Your objective: Give back every line exactly as it appears, pictures excluded.

Input rows:
____________

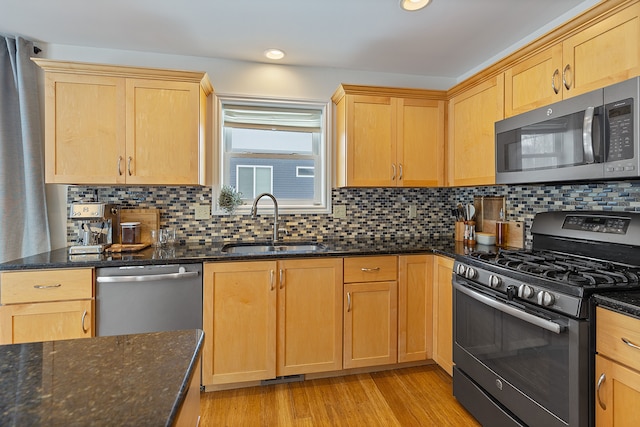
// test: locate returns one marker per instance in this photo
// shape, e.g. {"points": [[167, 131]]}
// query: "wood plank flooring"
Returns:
{"points": [[418, 396]]}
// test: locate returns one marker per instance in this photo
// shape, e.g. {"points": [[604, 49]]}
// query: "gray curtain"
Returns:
{"points": [[24, 229]]}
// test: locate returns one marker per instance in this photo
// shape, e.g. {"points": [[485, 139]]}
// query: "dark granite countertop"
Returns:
{"points": [[127, 380], [192, 253], [627, 302]]}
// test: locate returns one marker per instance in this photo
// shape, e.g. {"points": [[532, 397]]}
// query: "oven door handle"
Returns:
{"points": [[505, 308]]}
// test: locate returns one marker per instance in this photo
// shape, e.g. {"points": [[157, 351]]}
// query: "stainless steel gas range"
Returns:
{"points": [[523, 339]]}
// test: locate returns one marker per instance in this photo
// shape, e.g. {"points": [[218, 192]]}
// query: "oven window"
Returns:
{"points": [[532, 359]]}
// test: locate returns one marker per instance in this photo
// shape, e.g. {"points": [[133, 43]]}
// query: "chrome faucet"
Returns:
{"points": [[254, 212]]}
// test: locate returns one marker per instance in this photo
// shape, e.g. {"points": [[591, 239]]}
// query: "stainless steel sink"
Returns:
{"points": [[257, 248]]}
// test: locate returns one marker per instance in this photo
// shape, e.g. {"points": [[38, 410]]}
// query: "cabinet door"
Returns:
{"points": [[309, 316], [534, 82], [605, 53], [472, 115], [370, 324], [84, 129], [47, 321], [415, 304], [239, 321], [617, 394], [442, 310], [371, 141], [163, 135], [420, 150]]}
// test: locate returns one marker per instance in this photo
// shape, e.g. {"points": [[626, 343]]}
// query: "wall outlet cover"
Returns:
{"points": [[203, 212], [339, 211]]}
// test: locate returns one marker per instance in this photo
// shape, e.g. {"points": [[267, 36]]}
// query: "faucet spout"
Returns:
{"points": [[254, 212]]}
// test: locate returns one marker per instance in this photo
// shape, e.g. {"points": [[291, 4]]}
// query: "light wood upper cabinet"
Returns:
{"points": [[385, 139], [415, 307], [617, 379], [604, 53], [471, 144], [443, 313], [124, 125], [45, 305], [534, 82]]}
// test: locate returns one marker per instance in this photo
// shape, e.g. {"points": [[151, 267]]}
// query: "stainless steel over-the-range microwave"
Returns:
{"points": [[588, 137]]}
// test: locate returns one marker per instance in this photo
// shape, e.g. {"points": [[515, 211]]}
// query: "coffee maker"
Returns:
{"points": [[97, 222]]}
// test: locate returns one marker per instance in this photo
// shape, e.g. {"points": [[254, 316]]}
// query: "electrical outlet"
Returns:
{"points": [[203, 211], [339, 211]]}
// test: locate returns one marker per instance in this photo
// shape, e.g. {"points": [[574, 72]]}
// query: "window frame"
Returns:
{"points": [[323, 183]]}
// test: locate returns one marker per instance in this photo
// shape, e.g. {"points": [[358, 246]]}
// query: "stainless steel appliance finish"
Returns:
{"points": [[152, 298], [522, 324], [590, 136]]}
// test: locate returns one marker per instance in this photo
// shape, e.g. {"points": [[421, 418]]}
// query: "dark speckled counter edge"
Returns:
{"points": [[213, 252], [184, 387], [626, 302]]}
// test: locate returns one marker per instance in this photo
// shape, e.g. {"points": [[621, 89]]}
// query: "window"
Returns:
{"points": [[275, 147]]}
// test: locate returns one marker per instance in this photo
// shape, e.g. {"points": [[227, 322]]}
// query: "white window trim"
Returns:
{"points": [[218, 158]]}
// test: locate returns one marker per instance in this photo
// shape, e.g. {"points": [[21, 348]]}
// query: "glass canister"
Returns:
{"points": [[130, 233]]}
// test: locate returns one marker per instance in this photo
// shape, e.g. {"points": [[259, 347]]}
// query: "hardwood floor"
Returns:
{"points": [[418, 396]]}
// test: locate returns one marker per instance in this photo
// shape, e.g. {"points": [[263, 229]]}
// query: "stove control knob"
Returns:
{"points": [[546, 299], [471, 273], [525, 291], [495, 281]]}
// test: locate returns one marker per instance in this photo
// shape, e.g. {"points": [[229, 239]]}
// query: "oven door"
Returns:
{"points": [[532, 364]]}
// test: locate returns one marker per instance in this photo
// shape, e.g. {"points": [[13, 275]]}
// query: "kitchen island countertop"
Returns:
{"points": [[136, 380], [208, 252]]}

____________

Result for this task:
// test: locate returns one marker per instance in this photo
// shape, e.g. {"points": [[167, 131]]}
// query: "wood plank flooring"
Returns:
{"points": [[418, 396]]}
// test: locate returns one marker per instance in this photo
// shape, e.g. {"points": [[604, 49]]}
// query: "gray curtain"
Returns:
{"points": [[24, 229]]}
// test: locate returns one marker per instance in this photo
// shape, e.g. {"points": [[485, 139]]}
// query: "dark granite countertop"
Returns:
{"points": [[127, 380], [192, 253], [627, 302]]}
// test: locate returns one marker per instance in this photo
// shape, e.g. {"points": [[532, 397]]}
// query: "oven door handle"
Returns:
{"points": [[505, 308]]}
// test: locate returns one marker per instance in this photo
// shape, e.g. {"points": [[157, 351]]}
// query: "stainless steel gas range"
Returns:
{"points": [[523, 339]]}
// test: locate returns one marker per instance in this photo
// shape, e.g. {"points": [[218, 192]]}
// query: "oven window"
Returns:
{"points": [[532, 359]]}
// test: locate returns one marker per instance in this photo
// shape, e.g. {"points": [[133, 43]]}
// query: "chrome faucet"
Returns:
{"points": [[254, 212]]}
// test: locate returns one marker per instance in this photo
// shape, e.g. {"points": [[591, 239]]}
// query: "stainless steel sink"
Returns:
{"points": [[257, 248]]}
// test: locate returns one marker per instance in this photo
// shape, e.g. {"points": [[38, 410]]}
// query: "cabinet door"
Returns:
{"points": [[309, 316], [534, 82], [605, 53], [472, 115], [370, 324], [84, 129], [47, 321], [415, 304], [239, 321], [617, 394], [442, 310], [371, 141], [163, 135], [420, 150]]}
// test: locate returns one marker per instance in this photo
// shape, e.g. {"points": [[626, 343]]}
// query: "wall outlet cover"
Returns:
{"points": [[203, 212], [339, 211]]}
// test: locate returns one marker per instance in this photo
// shape, e.g. {"points": [[267, 36]]}
// query: "faucet spout"
Returns:
{"points": [[254, 212]]}
// test: locate returns one marker per instance in this photo
// shape, e.g. {"points": [[291, 4]]}
// query: "light wood upper cabinet"
Returns:
{"points": [[385, 139], [415, 307], [617, 379], [604, 53], [471, 144], [443, 313], [124, 125], [45, 305], [534, 82]]}
// test: locate returns one marker per instance in this photo
// shape, e.g. {"points": [[151, 267]]}
// query: "stainless steel over-the-range microwave"
Returns:
{"points": [[588, 137]]}
// test: locate returns one marker per instance in this photo
// shape, e.g. {"points": [[515, 211]]}
// query: "coffee maker"
Returns:
{"points": [[97, 222]]}
// test: locate returns one marker per instance in this photo
// shape, e.g. {"points": [[254, 316]]}
// query: "electrical outlet"
Returns:
{"points": [[203, 211], [339, 211]]}
// test: locate returns one marker per instance in this photo
// shape, e.g. {"points": [[574, 72]]}
// query: "window frame"
Returns:
{"points": [[323, 183]]}
// test: locate returns one marker per instance in this photo
// shape, e.g. {"points": [[358, 246]]}
// query: "stainless steel appliance finish"
Returns:
{"points": [[152, 298], [522, 324], [590, 136]]}
// test: locate returns one marker per instance in this photo
// shape, e.g. {"points": [[421, 418]]}
// query: "dark speckled counter edge"
Returns:
{"points": [[213, 252], [184, 387], [626, 302]]}
// test: locate returns one marker per instance in this photo
// shape, e.g. {"points": [[621, 89]]}
// query: "window"
Returns:
{"points": [[275, 147]]}
// test: locate returns one marker per instance in this photo
// shape, e.g. {"points": [[227, 322]]}
// query: "white window trim"
Returns:
{"points": [[218, 158]]}
// test: locate returns one marker per instance in this photo
// shape, e.g. {"points": [[21, 348]]}
// query: "glass canister"
Returns:
{"points": [[130, 233]]}
// test: locate returns one marker per instance in this photo
// shape, e.g. {"points": [[259, 347]]}
// query: "hardwood floor"
Returns:
{"points": [[418, 396]]}
// test: locate returns one marker per instance in this photo
// shape, e.g. {"points": [[263, 229]]}
// query: "stove control knob"
Returns:
{"points": [[546, 299], [471, 273], [525, 291], [495, 281]]}
// test: locate returns one marker per instance in this photo
// shape, e.g. {"points": [[229, 239]]}
// query: "oven door"
Returns:
{"points": [[532, 364]]}
// test: locate returns one marker per instance in this photo
// shape, e.g. {"points": [[13, 275]]}
// query: "kitchen island countertop"
Returns:
{"points": [[136, 380], [208, 252]]}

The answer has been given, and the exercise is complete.